### GOAL OF THE EXERCISE
From the records below, extract only the lines running from the line with "Target: blue sky" to the line with "of the sky?", both lines included, reproducing them exactly.

### DATA EXCERPTS
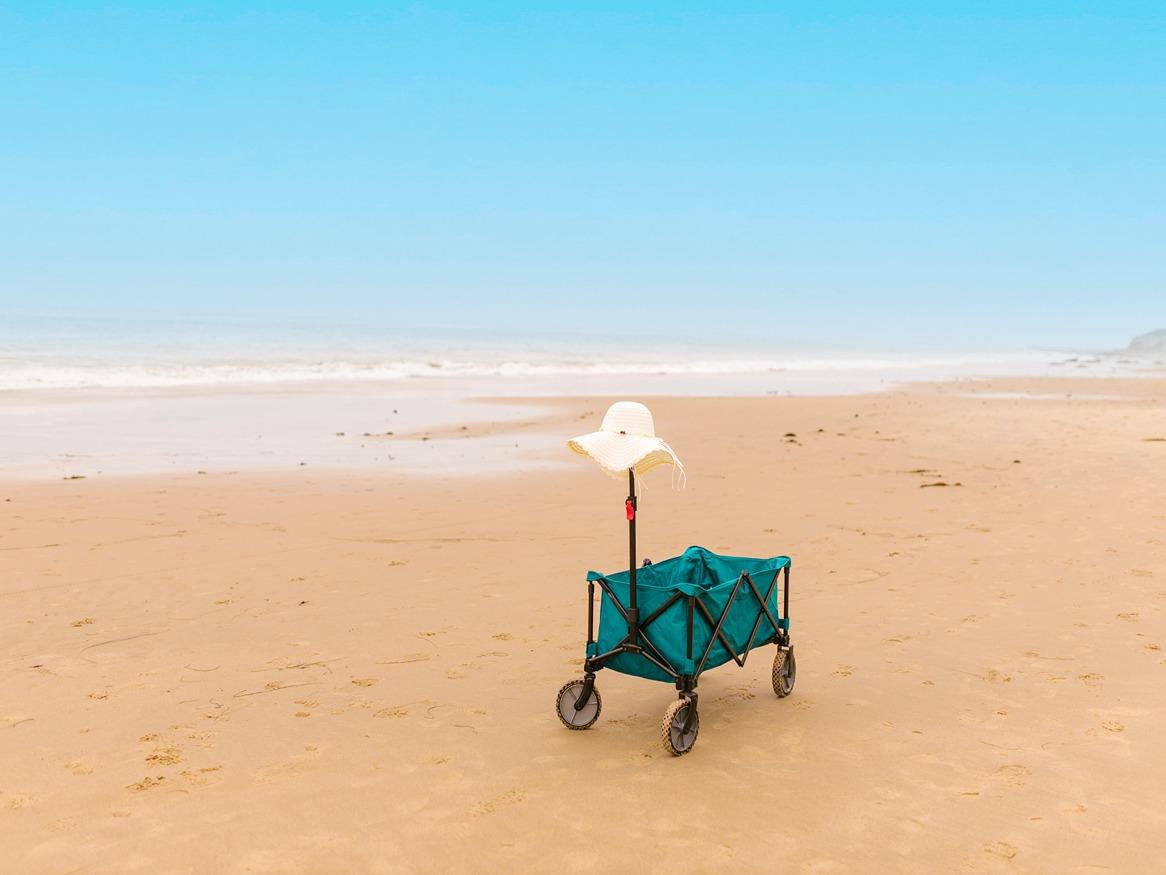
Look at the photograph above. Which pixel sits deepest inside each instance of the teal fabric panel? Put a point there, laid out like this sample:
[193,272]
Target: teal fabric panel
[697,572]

...

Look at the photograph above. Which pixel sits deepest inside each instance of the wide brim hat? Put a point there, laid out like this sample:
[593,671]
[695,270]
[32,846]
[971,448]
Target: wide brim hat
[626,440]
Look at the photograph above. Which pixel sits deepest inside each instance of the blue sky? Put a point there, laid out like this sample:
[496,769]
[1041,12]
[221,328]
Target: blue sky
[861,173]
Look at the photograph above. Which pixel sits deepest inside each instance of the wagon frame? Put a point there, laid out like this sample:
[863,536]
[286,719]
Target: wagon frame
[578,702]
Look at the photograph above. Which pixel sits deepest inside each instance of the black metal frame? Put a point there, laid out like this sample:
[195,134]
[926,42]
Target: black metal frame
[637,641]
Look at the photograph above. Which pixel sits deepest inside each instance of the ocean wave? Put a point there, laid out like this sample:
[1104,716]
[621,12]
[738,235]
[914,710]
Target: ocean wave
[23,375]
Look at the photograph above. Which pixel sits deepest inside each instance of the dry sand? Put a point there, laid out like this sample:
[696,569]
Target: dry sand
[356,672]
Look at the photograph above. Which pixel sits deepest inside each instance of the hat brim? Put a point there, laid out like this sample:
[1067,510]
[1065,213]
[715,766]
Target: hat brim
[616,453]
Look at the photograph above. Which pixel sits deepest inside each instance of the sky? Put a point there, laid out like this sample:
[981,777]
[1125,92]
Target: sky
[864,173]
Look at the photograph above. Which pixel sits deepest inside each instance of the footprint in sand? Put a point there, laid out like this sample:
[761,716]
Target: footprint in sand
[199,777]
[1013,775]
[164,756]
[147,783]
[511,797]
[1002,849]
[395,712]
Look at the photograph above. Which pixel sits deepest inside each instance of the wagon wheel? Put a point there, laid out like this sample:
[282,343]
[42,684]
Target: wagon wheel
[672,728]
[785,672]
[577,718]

--

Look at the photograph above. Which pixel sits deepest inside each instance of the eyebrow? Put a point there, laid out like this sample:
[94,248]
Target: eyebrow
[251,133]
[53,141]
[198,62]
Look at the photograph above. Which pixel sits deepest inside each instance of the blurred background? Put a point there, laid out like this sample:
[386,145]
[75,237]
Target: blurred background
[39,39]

### RESULT OF THIS TASK
Target: blue sky
[861,173]
Look at the photograph above. Which pixel sits deepest inside each instance of the wagon frame? Put a point there, laid out like this sample:
[863,536]
[286,719]
Target: wagon frame
[578,702]
Look at the photograph above. Which pixel sits deepest inside each instance of the black metal frame? Put a point there, laid out like this sample:
[195,134]
[926,42]
Target: black metal frame
[637,641]
Look at the photograph above. Which pixel sits deepest inside each instance of the ocean wave? Put a point there, laid out like this sample:
[1104,716]
[621,12]
[738,235]
[914,710]
Target: ocean wave
[23,375]
Look at the photograph above. Which pixel sits deepest inside each instance of the dry sand? Put a point there, laid out like this sample:
[696,569]
Target: dry sand
[356,672]
Look at the photograph above. Which pixel sits deepest inside each instance of the hat brim? Put a point there, laid out like this sample:
[1067,510]
[1065,213]
[715,766]
Target: hat brim
[616,453]
Look at the photograph above. Which pixel sits deepest inside each instance of the sky? Put a point there, laid out like this sample:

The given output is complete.